# [WHAT THE TASK REQUIRES]
All entries below must be written out verbatim, and the images must be dropped.

****************************************

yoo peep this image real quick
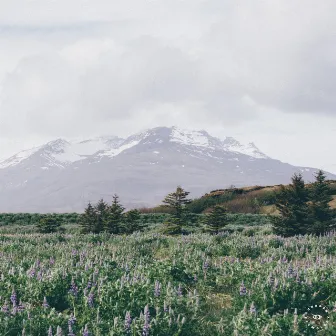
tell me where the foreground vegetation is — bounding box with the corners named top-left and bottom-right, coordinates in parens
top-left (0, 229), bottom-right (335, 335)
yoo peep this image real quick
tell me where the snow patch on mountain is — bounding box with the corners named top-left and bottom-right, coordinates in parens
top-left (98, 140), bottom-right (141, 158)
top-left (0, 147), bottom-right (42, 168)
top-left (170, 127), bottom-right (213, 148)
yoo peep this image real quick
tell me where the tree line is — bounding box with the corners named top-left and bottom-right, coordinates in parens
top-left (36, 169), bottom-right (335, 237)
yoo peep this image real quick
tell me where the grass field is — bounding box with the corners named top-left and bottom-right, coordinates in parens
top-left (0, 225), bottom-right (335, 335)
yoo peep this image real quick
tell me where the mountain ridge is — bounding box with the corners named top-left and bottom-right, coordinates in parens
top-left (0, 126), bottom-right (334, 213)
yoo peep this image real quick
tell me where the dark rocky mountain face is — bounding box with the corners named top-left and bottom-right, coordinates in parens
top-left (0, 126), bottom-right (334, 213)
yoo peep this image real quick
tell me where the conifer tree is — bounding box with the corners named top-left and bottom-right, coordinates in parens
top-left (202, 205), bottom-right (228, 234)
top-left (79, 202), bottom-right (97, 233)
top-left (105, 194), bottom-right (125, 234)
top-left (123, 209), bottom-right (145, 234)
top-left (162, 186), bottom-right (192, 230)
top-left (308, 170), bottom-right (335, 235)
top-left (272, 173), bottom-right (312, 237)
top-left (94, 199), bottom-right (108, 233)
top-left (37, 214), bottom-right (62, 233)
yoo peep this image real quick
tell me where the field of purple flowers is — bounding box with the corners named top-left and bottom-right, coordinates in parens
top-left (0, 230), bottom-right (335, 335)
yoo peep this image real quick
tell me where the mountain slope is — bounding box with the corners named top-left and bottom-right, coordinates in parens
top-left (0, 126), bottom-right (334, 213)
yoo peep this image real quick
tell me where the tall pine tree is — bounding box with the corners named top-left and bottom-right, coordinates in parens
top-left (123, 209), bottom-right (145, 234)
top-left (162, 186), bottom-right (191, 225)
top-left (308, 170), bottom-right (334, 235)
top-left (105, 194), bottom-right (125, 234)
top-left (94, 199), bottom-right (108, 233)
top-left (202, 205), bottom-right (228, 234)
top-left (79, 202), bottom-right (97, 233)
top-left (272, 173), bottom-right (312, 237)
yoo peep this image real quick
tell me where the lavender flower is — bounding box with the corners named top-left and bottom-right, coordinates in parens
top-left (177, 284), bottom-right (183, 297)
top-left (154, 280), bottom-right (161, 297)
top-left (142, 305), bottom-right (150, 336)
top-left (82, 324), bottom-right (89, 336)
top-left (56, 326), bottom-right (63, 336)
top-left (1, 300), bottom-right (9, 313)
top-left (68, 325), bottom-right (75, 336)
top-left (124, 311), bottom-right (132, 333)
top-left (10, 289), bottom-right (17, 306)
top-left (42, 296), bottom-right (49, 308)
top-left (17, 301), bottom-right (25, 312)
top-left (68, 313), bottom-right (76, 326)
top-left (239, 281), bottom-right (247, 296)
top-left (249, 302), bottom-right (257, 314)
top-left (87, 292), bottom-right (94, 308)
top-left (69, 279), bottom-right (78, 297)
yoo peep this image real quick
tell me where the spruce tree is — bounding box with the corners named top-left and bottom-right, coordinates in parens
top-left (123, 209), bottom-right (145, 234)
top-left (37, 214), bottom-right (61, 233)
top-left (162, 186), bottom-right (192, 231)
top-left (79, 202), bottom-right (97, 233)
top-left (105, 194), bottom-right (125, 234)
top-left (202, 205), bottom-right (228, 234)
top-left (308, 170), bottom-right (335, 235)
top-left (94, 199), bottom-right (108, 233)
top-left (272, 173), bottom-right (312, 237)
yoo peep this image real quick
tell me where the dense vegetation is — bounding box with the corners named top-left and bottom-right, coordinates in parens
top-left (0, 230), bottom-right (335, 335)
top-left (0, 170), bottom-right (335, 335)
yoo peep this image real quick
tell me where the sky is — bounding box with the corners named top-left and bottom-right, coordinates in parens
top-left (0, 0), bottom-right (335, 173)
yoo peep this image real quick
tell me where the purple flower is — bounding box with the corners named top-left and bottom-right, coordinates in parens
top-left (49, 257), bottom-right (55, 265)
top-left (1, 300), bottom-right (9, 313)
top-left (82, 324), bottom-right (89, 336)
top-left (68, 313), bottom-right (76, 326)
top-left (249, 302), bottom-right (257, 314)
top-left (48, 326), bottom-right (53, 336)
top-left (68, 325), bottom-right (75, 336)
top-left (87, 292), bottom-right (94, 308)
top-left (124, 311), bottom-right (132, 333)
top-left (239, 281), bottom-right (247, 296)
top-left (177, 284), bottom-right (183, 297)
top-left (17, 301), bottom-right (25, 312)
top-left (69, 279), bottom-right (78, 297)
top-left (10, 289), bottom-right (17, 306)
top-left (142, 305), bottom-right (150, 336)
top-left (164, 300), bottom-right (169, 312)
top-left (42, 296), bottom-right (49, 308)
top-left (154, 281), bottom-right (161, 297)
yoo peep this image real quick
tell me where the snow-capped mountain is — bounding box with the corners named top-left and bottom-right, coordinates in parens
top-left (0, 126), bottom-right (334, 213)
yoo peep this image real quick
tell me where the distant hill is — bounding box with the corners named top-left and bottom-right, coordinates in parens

****************************************

# [RESPONSE BOX]
yoo peep this image real quick
tell me where the foreground vegetation is — bounding box with the corners named top-left and bottom-right, coordinates in parens
top-left (0, 229), bottom-right (335, 335)
yoo peep this image real quick
tell me where the snow patch on mountain is — bounding box with the corners named top-left and bottom-right, coordinates in parens
top-left (98, 140), bottom-right (141, 158)
top-left (0, 147), bottom-right (42, 168)
top-left (170, 127), bottom-right (213, 148)
yoo peep this image real quick
tell me where the tree line is — bounding box with the corners named top-left and bottom-right, coordinates in parens
top-left (36, 169), bottom-right (335, 237)
yoo peep this image real quick
tell me where the grass field is — bounding box with the corners named top-left and bottom-right, coordinates in parens
top-left (0, 225), bottom-right (335, 335)
yoo peep this image real quick
tell me where the mountain ridge is — bounding box with the corners named top-left and bottom-right, coordinates in parens
top-left (0, 126), bottom-right (334, 213)
yoo peep this image real quick
tell me where the dark rocky mountain face is — bounding box with the corners named top-left and bottom-right, coordinates in parens
top-left (0, 126), bottom-right (334, 213)
yoo peep this image real quick
tell me where the conifer tree is — bounding box with the corners named top-left and bottom-right, coordinates in parens
top-left (202, 205), bottom-right (228, 234)
top-left (79, 202), bottom-right (97, 233)
top-left (105, 194), bottom-right (125, 234)
top-left (123, 209), bottom-right (145, 234)
top-left (162, 186), bottom-right (192, 230)
top-left (308, 170), bottom-right (335, 235)
top-left (272, 173), bottom-right (312, 237)
top-left (94, 199), bottom-right (108, 233)
top-left (37, 214), bottom-right (62, 233)
yoo peep this image real quick
tell me where the field of purple flowers is — bounding box with the corners named top-left and bottom-right, coordinates in parens
top-left (0, 230), bottom-right (335, 335)
yoo peep this image real quick
tell me where the mountain slope is — bounding box with the corners named top-left and bottom-right, coordinates in parens
top-left (0, 126), bottom-right (334, 213)
yoo peep this image real quick
tell me where the tall pine tree is — bounding box with the corners named top-left and bottom-right, coordinates in parens
top-left (123, 209), bottom-right (145, 234)
top-left (162, 186), bottom-right (191, 225)
top-left (308, 170), bottom-right (334, 235)
top-left (105, 194), bottom-right (125, 234)
top-left (94, 199), bottom-right (108, 233)
top-left (202, 205), bottom-right (228, 234)
top-left (79, 202), bottom-right (97, 233)
top-left (272, 173), bottom-right (312, 237)
yoo peep this image real quick
tell me where the lavender flower is — bounding box with the corners named top-left and bottom-right, coordinates in parens
top-left (177, 284), bottom-right (183, 297)
top-left (154, 280), bottom-right (161, 297)
top-left (142, 305), bottom-right (150, 336)
top-left (82, 324), bottom-right (89, 336)
top-left (56, 326), bottom-right (63, 336)
top-left (1, 300), bottom-right (9, 313)
top-left (68, 325), bottom-right (75, 336)
top-left (124, 311), bottom-right (132, 333)
top-left (10, 289), bottom-right (17, 306)
top-left (42, 296), bottom-right (49, 308)
top-left (17, 301), bottom-right (25, 312)
top-left (68, 313), bottom-right (76, 326)
top-left (239, 281), bottom-right (247, 296)
top-left (249, 302), bottom-right (257, 314)
top-left (87, 292), bottom-right (94, 308)
top-left (69, 279), bottom-right (78, 297)
yoo peep this image real quick
tell me where the spruce tree is — bounding box with the corners named top-left and bottom-right, coordinates in parens
top-left (123, 209), bottom-right (145, 234)
top-left (37, 214), bottom-right (61, 233)
top-left (162, 186), bottom-right (192, 231)
top-left (79, 202), bottom-right (97, 233)
top-left (105, 194), bottom-right (125, 234)
top-left (202, 205), bottom-right (228, 234)
top-left (308, 170), bottom-right (335, 235)
top-left (94, 199), bottom-right (108, 233)
top-left (272, 173), bottom-right (312, 237)
yoo peep this image real quick
tell me where the dense vegetation is — bounding box with the corners named top-left and bottom-right, coordinates in parens
top-left (0, 230), bottom-right (335, 335)
top-left (0, 170), bottom-right (335, 335)
yoo peep this image real quick
tell me where the sky is — bounding box with the corners named top-left and bottom-right, coordinates in parens
top-left (0, 0), bottom-right (335, 173)
yoo peep this image real quick
tell me where the purple flower is — bounding box with the corners named top-left and bottom-right, coordinates in parens
top-left (49, 257), bottom-right (55, 265)
top-left (1, 300), bottom-right (9, 313)
top-left (82, 324), bottom-right (89, 336)
top-left (68, 313), bottom-right (76, 326)
top-left (249, 302), bottom-right (257, 314)
top-left (48, 326), bottom-right (53, 336)
top-left (68, 325), bottom-right (75, 336)
top-left (87, 292), bottom-right (94, 308)
top-left (124, 311), bottom-right (132, 333)
top-left (239, 281), bottom-right (247, 296)
top-left (177, 284), bottom-right (183, 297)
top-left (17, 301), bottom-right (25, 312)
top-left (69, 279), bottom-right (78, 297)
top-left (10, 289), bottom-right (17, 306)
top-left (142, 305), bottom-right (150, 336)
top-left (164, 300), bottom-right (169, 312)
top-left (42, 296), bottom-right (49, 308)
top-left (154, 281), bottom-right (161, 297)
yoo peep this image real quick
tell me where the snow-capped mountain is — bounding box with the corners named top-left and bottom-right, coordinates in parens
top-left (0, 126), bottom-right (334, 213)
yoo peep this image real quick
tell me where the distant hill is — bounding box with the corners named top-left and bottom-right, coordinates in parens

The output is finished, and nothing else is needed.